## REQUIREMENTS
Reproduce the lines below word for word, omitting the pictures.

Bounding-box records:
►

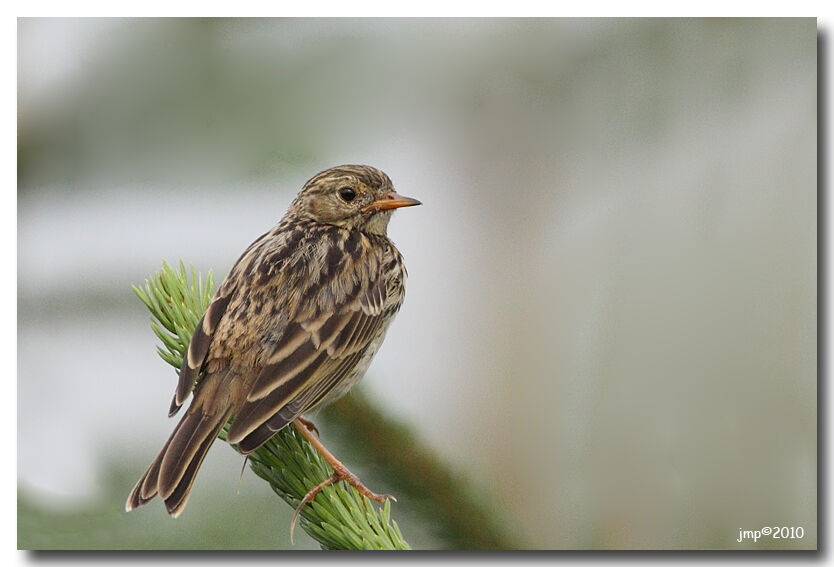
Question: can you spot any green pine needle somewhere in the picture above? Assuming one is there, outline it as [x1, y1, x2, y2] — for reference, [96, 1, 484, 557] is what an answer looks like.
[133, 260, 411, 550]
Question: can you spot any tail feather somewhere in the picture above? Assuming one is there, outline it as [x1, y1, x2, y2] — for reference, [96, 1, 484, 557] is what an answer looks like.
[165, 413, 230, 518]
[125, 408, 231, 517]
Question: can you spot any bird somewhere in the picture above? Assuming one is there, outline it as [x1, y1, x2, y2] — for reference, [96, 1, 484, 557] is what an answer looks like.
[125, 165, 421, 525]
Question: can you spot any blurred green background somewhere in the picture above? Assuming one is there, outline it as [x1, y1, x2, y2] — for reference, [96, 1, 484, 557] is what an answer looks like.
[17, 19, 817, 549]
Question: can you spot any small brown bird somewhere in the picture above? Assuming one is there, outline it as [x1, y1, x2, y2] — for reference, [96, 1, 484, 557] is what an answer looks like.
[125, 165, 420, 516]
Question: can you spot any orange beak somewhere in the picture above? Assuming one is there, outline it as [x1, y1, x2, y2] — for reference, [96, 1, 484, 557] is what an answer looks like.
[362, 191, 423, 213]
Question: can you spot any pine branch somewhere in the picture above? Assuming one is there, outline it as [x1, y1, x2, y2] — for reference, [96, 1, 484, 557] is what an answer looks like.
[133, 261, 410, 550]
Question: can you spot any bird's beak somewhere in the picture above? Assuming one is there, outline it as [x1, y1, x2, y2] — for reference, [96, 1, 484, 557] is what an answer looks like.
[362, 191, 423, 213]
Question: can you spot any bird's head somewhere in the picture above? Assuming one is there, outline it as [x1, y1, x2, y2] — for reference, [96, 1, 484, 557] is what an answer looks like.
[290, 165, 420, 235]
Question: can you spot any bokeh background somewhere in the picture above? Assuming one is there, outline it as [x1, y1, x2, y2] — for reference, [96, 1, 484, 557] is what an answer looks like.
[17, 19, 817, 549]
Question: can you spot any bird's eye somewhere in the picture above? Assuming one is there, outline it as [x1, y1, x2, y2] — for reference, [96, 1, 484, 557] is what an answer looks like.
[339, 187, 356, 203]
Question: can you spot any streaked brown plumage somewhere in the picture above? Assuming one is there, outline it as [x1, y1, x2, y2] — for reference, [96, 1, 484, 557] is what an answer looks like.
[125, 165, 419, 516]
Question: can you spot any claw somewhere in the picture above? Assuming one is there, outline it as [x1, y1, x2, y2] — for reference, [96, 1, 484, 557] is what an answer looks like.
[290, 417, 397, 543]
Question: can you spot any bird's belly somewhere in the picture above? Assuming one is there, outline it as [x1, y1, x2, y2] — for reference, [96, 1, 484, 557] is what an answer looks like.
[316, 321, 390, 409]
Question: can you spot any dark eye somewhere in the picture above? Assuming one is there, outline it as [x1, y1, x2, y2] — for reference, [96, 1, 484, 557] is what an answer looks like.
[339, 187, 356, 203]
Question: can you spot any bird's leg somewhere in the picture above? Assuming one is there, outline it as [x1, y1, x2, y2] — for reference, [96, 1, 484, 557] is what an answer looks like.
[290, 417, 397, 540]
[295, 416, 321, 437]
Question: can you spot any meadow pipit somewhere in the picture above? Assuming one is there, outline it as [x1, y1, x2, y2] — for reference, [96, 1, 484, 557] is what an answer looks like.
[125, 165, 420, 516]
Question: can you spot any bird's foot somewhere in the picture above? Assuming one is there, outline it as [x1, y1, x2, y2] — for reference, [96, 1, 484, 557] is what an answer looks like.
[290, 464, 397, 542]
[290, 417, 397, 542]
[295, 417, 321, 437]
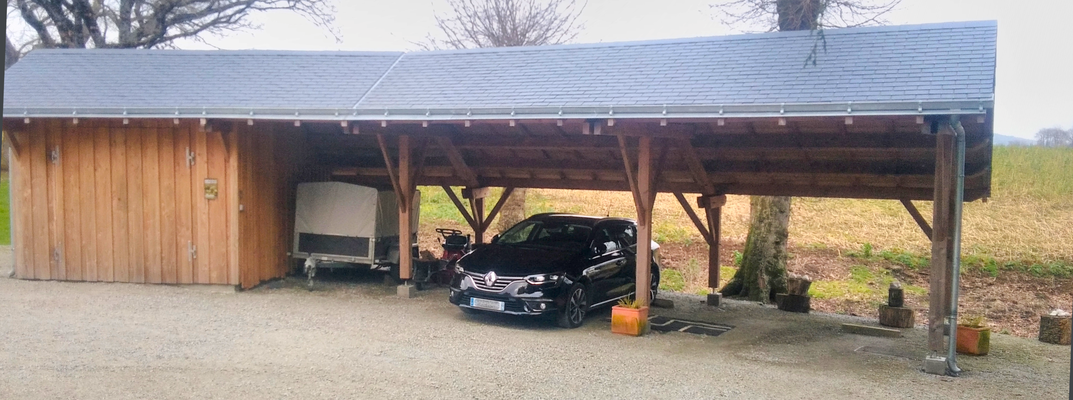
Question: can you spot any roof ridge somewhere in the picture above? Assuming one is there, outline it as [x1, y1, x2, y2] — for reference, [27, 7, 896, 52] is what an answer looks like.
[351, 53, 407, 109]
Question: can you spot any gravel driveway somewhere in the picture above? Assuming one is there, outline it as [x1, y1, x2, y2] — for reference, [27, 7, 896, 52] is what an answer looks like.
[0, 254, 1070, 399]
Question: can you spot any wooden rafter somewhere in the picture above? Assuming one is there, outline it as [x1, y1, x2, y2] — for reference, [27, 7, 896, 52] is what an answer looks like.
[481, 187, 514, 232]
[674, 192, 714, 246]
[442, 186, 479, 231]
[901, 198, 931, 240]
[436, 136, 480, 187]
[377, 135, 402, 200]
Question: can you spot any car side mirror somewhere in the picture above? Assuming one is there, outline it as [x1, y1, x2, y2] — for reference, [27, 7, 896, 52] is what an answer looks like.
[592, 243, 607, 255]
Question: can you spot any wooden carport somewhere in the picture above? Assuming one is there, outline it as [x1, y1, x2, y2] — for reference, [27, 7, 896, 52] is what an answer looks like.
[4, 23, 997, 373]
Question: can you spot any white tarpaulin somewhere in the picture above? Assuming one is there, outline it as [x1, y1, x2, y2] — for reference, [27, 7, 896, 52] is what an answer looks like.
[294, 182, 379, 238]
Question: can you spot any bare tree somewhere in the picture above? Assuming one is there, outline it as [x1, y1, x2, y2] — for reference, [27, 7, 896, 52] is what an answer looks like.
[8, 0, 335, 48]
[417, 0, 585, 231]
[1035, 127, 1073, 147]
[418, 0, 585, 49]
[712, 0, 900, 301]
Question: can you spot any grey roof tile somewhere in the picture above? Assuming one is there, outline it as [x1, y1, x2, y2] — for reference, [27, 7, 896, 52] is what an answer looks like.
[4, 21, 998, 113]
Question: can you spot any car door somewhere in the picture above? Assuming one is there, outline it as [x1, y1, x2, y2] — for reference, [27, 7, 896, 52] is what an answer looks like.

◄

## SOLUTION TO THIS PROBLEM
Question: can you spot any green pine needle somewhere in the picture above? Assuming one is there, outline it as [x1, y1, x2, y2] — for reference, [96, 1, 484, 557] is what an answer looks like.
[133, 260, 411, 550]
Question: can you spot any tail feather somewhere in the picture above? Assuming one is there, outline it as [x1, y1, x2, y2] — for reference, [96, 1, 484, 557] is what an answer looks like.
[165, 413, 230, 518]
[125, 408, 231, 517]
Question: can you spot any bird somewhere in the picture above? Assuming one is there, outline it as [x1, y1, x2, y2] — for reference, [96, 1, 484, 557] is what an answer looks like.
[125, 165, 421, 525]
Question: can you spot any blurred green background somewhere in the picture above? Assuming one is there, outline it as [x1, y1, x2, y2] — for reference, [96, 1, 484, 557] is what an answer looks like.
[17, 19, 817, 549]
Question: can you spot any small brown bird somewhere in the picture above? Assuming one is there, outline it as [x1, y1, x2, y2] — for reference, [96, 1, 484, 557] is what an answer looks like.
[125, 165, 420, 516]
Question: can you spot any orange beak somewhere in the picture above? Assuming one is there, outline it as [x1, y1, x2, y2] — for reference, [96, 1, 484, 557] is what an answer looks like.
[362, 191, 423, 213]
Question: can you spot any pine branch somewhere in the picture above? Assuming one is there, outline it as [x1, y1, x2, y2] — for reference, [96, 1, 484, 557] is what an answer looks like.
[133, 261, 410, 550]
Question: can you spot any bird's beak somewhere in the picture above? Assuming one is there, outline it as [x1, y1, x2, y2] — for reference, [96, 1, 484, 557] is what an answer looks like.
[362, 191, 423, 213]
Question: can you spot any bird's head somewhere in the picture above? Assuming one is there, outline it as [x1, y1, x2, y2] — for reference, [96, 1, 484, 557] is what an answer looks like.
[290, 165, 420, 235]
Question: can you spot any bokeh background somewhere in the picture above? Assuming one is there, outline it as [x1, y1, x2, y2] — for reference, [96, 1, 484, 557] is what an answer looks like.
[17, 19, 817, 549]
Question: can you spot any bird's eye somewhere in the picture above? Assuming one is there, outline it as [x1, y1, x2, y2] — for reference, [96, 1, 484, 557] is what an answer looks like.
[339, 187, 356, 203]
Question: can you spot any streaked brown plumage somewhere in the picture above? Assuming one is there, outline it as [x1, y1, x2, y2] — for reference, [96, 1, 484, 557] is what an answer looks like.
[125, 165, 419, 516]
Question: can you spot any claw somewhere in the picture above? Assuming one is there, outline it as [x1, y1, x2, y2] — for reference, [96, 1, 484, 557] is what an answer looks like.
[290, 417, 397, 543]
Question: can you spot any bird's belly somewhere in the picture above? Assuming one is there, outline it as [x1, y1, x2, y2] — for reference, [96, 1, 484, 557] is what an answer looks like.
[316, 321, 390, 409]
Question: can you spot any dark eye somewhere in the picture above? Assuming one is there, outline it as [x1, y1, x2, y2] — for reference, [96, 1, 484, 557] is what an answer looks like.
[339, 187, 356, 203]
Question: can you spot any bird's leg somewhere in the picture above? Assuming one is there, outline it as [x1, y1, x2, y2] — for reference, [96, 1, 484, 557] is what an answer looks like.
[290, 417, 397, 540]
[295, 416, 321, 437]
Question: can you spot any meadow pipit somewhere in the picture above? Assuming one is there, outline it as [x1, y1, x2, y2] — for reference, [96, 1, 484, 557] is what an answer looks like.
[125, 165, 420, 516]
Question: can you spot any bird's foot somewhere in the picture above? Assuming one is there, outline it as [x1, y1, x2, y2] — for reference, [96, 1, 484, 557] is what an answer looks like.
[290, 464, 397, 542]
[290, 417, 397, 542]
[295, 417, 321, 437]
Question: can you spot any roof ridge somewhere in the picture above? Assuming one is there, outline it as [x1, y1, x2, y2] — for reference, [27, 7, 896, 52] is what an answer looks like.
[351, 53, 407, 109]
Question: can you spot any gravel driveway somewhere in the picture above? Assuming one is there, outline it as [x1, y1, x2, y2] — for reference, [27, 7, 896, 52] is what an answer looks like.
[0, 254, 1070, 399]
Question: can you spot any wooden rafter somewhere in the picture above? Assuming one is there, outline it as [x1, y1, x2, y2] — for reference, [27, 7, 896, 52] is what an answer looks like.
[481, 187, 514, 232]
[674, 192, 714, 246]
[442, 186, 479, 231]
[901, 198, 931, 240]
[436, 136, 480, 187]
[377, 135, 402, 200]
Question: can you spot any car side mirror somewhere in the picture above? Assuming one is there, outline it as [x1, y1, x2, y2] — for reference, [27, 7, 896, 52] is what an answer looks like.
[592, 243, 607, 255]
Question: can you spot any wooden carport somewhere in the picture above? Assuming one is there, outline it as [x1, y1, x2, y2] — for reference, [27, 7, 896, 52] is what an answer looks like.
[4, 23, 997, 373]
Question: can you spot any white tarpaulin somewhere in the picture above? Assuming one is there, outline it as [x1, y1, x2, y2] — for reference, [27, 7, 896, 52] is what an answer looks like.
[294, 182, 379, 238]
Question: can you spot any bare tree somewhere in the picture above? Assuming one is there, outline it as [x1, y1, x2, y2] — for reference, [27, 7, 896, 52] is what an answer looks like.
[8, 0, 335, 48]
[417, 0, 585, 231]
[1035, 127, 1073, 147]
[418, 0, 585, 49]
[712, 0, 900, 301]
Question: can you spot any grey roof tile somewhere in the picture above? Assuming one is there, outline it as [x1, y1, x2, y2] — for reference, [27, 7, 896, 52] is what an answer looks like.
[4, 21, 998, 113]
Question: can you spot any car door somewhere in the picture above? Assuming one is there, outline it as [x1, y1, x2, y2] — for reference, [27, 7, 896, 52] is what an answer looks like.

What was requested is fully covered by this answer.